* Records for the exercise *
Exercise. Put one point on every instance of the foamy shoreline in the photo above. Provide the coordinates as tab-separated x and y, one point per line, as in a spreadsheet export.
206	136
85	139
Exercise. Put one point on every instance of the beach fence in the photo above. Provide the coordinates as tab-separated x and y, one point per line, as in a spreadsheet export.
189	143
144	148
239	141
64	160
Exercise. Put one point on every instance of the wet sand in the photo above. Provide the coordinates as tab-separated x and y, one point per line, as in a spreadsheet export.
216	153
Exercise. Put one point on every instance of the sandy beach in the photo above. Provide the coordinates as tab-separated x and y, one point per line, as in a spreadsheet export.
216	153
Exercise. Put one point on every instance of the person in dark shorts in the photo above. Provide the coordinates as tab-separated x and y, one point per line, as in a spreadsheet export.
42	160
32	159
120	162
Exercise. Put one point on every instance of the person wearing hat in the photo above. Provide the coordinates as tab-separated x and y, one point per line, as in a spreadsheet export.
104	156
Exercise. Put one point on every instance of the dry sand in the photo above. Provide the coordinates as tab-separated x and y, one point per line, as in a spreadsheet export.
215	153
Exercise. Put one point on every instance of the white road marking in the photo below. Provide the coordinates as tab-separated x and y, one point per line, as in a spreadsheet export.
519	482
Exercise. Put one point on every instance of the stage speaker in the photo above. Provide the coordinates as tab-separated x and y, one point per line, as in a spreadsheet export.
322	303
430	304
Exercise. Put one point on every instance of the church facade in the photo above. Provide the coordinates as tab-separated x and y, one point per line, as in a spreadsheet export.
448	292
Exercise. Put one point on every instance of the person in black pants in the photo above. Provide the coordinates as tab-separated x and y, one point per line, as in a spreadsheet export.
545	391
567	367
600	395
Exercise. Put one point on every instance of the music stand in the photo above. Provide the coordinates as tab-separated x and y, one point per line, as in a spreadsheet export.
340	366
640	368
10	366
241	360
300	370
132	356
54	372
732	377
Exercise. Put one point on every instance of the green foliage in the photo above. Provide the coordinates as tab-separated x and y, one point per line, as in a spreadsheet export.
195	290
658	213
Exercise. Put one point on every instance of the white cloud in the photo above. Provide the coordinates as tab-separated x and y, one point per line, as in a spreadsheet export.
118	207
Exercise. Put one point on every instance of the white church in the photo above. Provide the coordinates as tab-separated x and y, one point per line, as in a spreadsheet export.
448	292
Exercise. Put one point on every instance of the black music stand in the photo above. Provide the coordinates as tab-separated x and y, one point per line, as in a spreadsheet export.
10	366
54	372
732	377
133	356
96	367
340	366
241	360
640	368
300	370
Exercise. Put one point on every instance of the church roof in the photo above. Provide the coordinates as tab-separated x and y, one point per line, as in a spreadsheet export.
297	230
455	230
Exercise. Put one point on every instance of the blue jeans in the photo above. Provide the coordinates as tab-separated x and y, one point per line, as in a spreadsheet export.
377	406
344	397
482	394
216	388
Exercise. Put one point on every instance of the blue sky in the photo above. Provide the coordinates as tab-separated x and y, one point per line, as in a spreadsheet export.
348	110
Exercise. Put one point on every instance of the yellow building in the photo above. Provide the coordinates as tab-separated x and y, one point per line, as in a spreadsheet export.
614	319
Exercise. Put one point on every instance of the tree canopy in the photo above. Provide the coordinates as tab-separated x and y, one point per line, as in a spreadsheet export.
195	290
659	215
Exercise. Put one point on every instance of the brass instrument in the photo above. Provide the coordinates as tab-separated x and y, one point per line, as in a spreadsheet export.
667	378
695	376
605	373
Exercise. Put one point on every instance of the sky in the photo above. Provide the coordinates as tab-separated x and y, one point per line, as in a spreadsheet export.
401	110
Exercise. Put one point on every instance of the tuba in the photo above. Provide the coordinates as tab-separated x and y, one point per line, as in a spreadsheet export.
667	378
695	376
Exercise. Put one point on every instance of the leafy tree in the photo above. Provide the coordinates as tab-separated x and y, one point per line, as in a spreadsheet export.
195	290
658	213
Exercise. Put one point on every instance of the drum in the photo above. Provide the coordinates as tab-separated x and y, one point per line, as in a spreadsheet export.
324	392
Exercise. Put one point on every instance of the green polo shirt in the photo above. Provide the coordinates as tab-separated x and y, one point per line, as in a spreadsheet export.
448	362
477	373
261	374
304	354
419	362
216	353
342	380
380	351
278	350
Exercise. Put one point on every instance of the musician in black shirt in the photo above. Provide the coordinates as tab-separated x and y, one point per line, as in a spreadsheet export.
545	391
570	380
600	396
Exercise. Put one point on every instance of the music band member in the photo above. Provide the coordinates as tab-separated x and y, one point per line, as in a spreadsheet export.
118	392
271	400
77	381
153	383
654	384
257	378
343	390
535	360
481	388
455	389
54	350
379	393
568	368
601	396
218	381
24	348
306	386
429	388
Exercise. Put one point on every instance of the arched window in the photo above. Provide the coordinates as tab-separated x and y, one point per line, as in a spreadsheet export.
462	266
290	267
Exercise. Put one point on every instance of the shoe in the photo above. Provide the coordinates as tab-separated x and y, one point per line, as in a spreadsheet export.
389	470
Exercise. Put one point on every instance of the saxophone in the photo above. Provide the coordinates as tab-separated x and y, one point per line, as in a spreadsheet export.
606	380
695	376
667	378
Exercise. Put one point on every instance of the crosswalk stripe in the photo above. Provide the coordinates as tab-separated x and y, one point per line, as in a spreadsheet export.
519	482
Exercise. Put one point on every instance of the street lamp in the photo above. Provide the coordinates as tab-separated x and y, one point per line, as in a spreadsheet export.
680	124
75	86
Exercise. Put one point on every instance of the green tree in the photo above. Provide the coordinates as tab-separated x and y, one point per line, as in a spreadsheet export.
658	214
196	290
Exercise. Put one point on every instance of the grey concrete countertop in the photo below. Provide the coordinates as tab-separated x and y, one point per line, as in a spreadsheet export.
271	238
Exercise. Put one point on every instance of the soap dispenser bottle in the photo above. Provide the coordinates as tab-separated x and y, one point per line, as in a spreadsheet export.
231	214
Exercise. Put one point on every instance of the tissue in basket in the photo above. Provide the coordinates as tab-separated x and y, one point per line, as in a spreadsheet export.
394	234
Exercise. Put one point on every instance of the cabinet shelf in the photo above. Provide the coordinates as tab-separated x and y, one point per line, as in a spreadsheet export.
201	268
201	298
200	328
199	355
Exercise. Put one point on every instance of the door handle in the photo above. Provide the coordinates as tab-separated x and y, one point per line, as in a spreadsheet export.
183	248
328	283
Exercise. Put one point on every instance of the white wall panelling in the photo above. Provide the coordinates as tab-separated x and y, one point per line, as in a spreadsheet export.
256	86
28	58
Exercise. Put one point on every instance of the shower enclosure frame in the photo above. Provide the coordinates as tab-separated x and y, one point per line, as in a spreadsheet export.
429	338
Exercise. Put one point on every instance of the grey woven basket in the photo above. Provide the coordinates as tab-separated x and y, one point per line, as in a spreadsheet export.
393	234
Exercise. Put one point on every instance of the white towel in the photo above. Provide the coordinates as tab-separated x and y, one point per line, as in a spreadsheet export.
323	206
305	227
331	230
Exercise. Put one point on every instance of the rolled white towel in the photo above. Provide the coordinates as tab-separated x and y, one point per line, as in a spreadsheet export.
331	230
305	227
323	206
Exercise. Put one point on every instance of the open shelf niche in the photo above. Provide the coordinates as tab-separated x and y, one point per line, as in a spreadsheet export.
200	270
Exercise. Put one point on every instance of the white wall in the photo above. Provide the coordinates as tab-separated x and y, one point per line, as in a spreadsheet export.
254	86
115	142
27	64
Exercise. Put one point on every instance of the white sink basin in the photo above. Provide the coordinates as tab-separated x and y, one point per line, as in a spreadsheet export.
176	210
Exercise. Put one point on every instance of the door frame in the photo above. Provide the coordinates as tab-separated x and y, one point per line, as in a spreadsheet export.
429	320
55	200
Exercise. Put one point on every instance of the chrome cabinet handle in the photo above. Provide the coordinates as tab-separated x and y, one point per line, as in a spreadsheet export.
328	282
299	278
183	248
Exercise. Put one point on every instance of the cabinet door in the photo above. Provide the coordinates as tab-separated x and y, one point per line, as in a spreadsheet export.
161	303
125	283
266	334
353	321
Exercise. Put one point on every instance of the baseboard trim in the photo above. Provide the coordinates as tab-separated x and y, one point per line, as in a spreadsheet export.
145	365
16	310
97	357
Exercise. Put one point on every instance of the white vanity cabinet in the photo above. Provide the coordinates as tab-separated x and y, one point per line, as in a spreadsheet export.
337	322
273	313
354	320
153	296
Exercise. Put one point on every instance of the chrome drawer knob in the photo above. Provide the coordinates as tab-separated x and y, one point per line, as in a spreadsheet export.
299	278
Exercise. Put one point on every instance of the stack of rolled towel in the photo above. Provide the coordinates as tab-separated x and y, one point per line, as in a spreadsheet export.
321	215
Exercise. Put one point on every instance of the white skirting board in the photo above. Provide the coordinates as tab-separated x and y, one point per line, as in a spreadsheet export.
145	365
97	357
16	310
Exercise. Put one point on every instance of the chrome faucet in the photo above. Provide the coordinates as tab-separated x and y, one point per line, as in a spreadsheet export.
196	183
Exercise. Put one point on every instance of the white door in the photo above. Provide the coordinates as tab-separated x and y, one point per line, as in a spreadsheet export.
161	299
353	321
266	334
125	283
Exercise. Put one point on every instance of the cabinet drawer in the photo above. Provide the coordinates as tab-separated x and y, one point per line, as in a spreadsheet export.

* Brief *
Give back exactly the lines beginning at the one with "Exercise. Put one point on every instance of the chrome faucet" and ending at the final line of the material; both boundary lines belong in it.

* Answer to the problem *
Exercise. Put one point on every instance of the chrome faucet in the photo above. Provide the coordinates as tab-separated x and y, one point per line, as in a spreadsheet export.
196	183
Exercise. Put one point on every instance of the white door in the photo above. Provide the coordinates as tab-separated x and y, one point per line, as in a spreadsheet export.
161	299
353	321
266	334
125	283
Exercise. Put one point on every instance of the cabinet drawer in the photo above. Provide the coordinates as tab-separated x and y, one point per line, as in a spreadsheet export.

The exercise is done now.